▶ [Goal of the exercise]: The output must be the data, printed exactly as written.
··· Dataset content ···
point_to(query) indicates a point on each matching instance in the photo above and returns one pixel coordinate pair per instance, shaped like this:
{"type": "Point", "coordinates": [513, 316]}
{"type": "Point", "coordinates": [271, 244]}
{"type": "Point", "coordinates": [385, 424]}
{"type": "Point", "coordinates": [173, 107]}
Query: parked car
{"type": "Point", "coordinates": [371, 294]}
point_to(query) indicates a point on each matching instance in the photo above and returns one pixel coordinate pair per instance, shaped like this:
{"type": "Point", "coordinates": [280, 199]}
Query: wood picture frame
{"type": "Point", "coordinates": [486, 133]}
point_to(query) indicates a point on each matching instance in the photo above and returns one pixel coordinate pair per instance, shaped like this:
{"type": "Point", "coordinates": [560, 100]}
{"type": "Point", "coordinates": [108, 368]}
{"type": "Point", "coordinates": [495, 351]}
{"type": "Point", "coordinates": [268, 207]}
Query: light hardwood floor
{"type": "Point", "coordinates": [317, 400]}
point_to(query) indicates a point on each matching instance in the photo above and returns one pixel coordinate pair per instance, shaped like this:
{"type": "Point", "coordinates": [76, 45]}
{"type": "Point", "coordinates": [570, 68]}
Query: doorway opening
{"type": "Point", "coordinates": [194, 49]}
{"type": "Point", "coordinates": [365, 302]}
···
▶ [Solution for this problem]:
point_to(query) indicates a point on each matching instance in the photo above and returns one pixel coordinate pair per instance, shaped like this:
{"type": "Point", "coordinates": [513, 316]}
{"type": "Point", "coordinates": [271, 244]}
{"type": "Point", "coordinates": [385, 424]}
{"type": "Point", "coordinates": [173, 107]}
Query: parked car
{"type": "Point", "coordinates": [371, 294]}
point_to(query) indicates a point on each matching instance in the photo above and returns one pixel coordinate pair per instance, shaped like this:
{"type": "Point", "coordinates": [280, 199]}
Query: wood picture frame
{"type": "Point", "coordinates": [486, 133]}
point_to(query) indicates a point on each matching instance in the photo above and returns one pixel coordinate pair per instance, shaped like this:
{"type": "Point", "coordinates": [560, 100]}
{"type": "Point", "coordinates": [108, 368]}
{"type": "Point", "coordinates": [495, 351]}
{"type": "Point", "coordinates": [268, 207]}
Query: light hardwood floor
{"type": "Point", "coordinates": [317, 400]}
point_to(query) indicates a point on each matching instance in the photo above and returns one pixel coordinate pair per instance, shaped like this:
{"type": "Point", "coordinates": [76, 45]}
{"type": "Point", "coordinates": [570, 68]}
Query: doorway opening
{"type": "Point", "coordinates": [194, 49]}
{"type": "Point", "coordinates": [365, 302]}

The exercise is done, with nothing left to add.